### Your objective
Return every entry below verbatim, reproducing each line unchanged and in its original order.

──────────────────────────────

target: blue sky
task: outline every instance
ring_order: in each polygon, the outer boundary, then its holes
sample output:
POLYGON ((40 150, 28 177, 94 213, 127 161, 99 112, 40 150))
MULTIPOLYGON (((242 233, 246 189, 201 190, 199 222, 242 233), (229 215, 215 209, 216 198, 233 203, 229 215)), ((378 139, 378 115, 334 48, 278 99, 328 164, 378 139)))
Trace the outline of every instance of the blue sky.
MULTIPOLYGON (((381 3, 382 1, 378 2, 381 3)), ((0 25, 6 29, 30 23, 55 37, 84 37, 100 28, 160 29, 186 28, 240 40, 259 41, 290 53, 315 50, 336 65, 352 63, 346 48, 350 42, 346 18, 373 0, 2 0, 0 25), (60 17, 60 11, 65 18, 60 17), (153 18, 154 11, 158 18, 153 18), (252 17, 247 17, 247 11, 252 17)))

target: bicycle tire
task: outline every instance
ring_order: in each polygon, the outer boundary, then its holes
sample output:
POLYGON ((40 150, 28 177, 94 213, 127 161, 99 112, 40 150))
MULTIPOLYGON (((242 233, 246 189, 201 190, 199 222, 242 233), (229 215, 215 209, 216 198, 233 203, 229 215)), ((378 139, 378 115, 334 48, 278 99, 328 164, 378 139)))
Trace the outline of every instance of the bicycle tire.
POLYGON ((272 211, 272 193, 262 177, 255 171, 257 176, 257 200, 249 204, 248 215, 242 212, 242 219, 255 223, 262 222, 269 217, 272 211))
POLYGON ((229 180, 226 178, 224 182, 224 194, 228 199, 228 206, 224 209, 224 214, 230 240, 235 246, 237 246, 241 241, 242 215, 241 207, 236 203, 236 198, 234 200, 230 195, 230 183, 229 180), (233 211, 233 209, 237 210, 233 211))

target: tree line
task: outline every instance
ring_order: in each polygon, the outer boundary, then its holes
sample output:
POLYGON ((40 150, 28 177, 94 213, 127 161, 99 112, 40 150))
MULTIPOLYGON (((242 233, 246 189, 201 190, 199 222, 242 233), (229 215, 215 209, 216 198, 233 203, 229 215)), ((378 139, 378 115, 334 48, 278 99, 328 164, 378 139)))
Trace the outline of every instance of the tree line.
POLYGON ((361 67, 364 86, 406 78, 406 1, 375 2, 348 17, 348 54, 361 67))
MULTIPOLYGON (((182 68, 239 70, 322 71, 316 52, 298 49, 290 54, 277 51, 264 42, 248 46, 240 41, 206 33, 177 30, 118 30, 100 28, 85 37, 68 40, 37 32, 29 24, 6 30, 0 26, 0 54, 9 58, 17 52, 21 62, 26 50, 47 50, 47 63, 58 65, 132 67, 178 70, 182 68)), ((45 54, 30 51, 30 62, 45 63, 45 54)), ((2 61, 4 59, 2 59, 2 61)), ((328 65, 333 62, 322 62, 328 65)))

──────────────────────────────

### Full answer
target: blue sky
task: outline every instance
ring_order: in each polygon, the outer boundary, then its holes
sample output:
POLYGON ((40 150, 28 177, 94 213, 127 161, 99 112, 40 150))
MULTIPOLYGON (((242 233, 246 189, 201 190, 199 222, 242 233), (229 215, 215 209, 216 198, 233 203, 229 215)), ((378 139, 378 115, 334 48, 278 99, 328 164, 378 139)))
Trace the outline of every instance of the blue sky.
MULTIPOLYGON (((381 3, 382 1, 378 2, 381 3)), ((0 25, 6 29, 30 23, 55 37, 84 37, 100 28, 160 29, 186 28, 240 40, 259 41, 290 53, 315 50, 336 65, 352 63, 346 48, 350 42, 346 18, 373 0, 2 0, 0 25), (60 17, 60 11, 65 18, 60 17), (153 18, 154 11, 158 18, 153 18), (252 17, 247 17, 247 11, 252 17)))

target: bicycle tire
task: outline every instance
ring_order: in each polygon, the outer boundary, then its holes
sample output:
POLYGON ((40 150, 28 177, 94 213, 127 161, 99 112, 40 150))
MULTIPOLYGON (((242 233, 246 189, 201 190, 199 222, 242 233), (229 215, 215 209, 216 198, 233 203, 229 215)), ((378 139, 378 115, 334 48, 278 99, 328 164, 378 139)))
Trace the outline of every instance of the bicycle tire.
POLYGON ((272 211, 272 193, 262 177, 255 171, 257 176, 257 200, 249 204, 248 215, 242 212, 242 219, 255 223, 262 222, 269 217, 272 211))
POLYGON ((229 180, 226 178, 224 182, 224 194, 228 199, 228 206, 224 209, 224 214, 230 240, 235 246, 237 246, 241 241, 242 215, 241 207, 236 203, 236 198, 234 200, 230 195, 230 183, 229 180), (233 211, 233 209, 237 210, 233 211))

target: tree line
task: outline every instance
ring_order: in each polygon, the outer boundary, then its holes
sample output:
POLYGON ((40 150, 28 177, 94 213, 127 161, 99 112, 40 150))
MULTIPOLYGON (((242 233, 246 189, 201 190, 199 222, 242 233), (229 215, 215 209, 216 198, 233 203, 229 215)), ((378 139, 378 115, 334 48, 278 99, 328 164, 378 139)))
Trace the outline of every instance of the tree line.
POLYGON ((361 67, 364 86, 406 78, 406 1, 375 2, 348 17, 348 54, 361 67))
MULTIPOLYGON (((182 68, 239 70, 322 71, 316 52, 298 49, 290 54, 277 51, 264 42, 248 46, 240 41, 206 33, 177 30, 118 30, 100 28, 85 37, 68 40, 37 32, 29 24, 6 30, 0 26, 0 54, 9 58, 17 52, 21 62, 26 50, 47 50, 47 63, 58 65, 132 67, 178 70, 182 68)), ((45 54, 30 51, 30 62, 45 63, 45 54)), ((2 61, 4 59, 2 59, 2 61)), ((328 65, 333 62, 322 62, 328 65)))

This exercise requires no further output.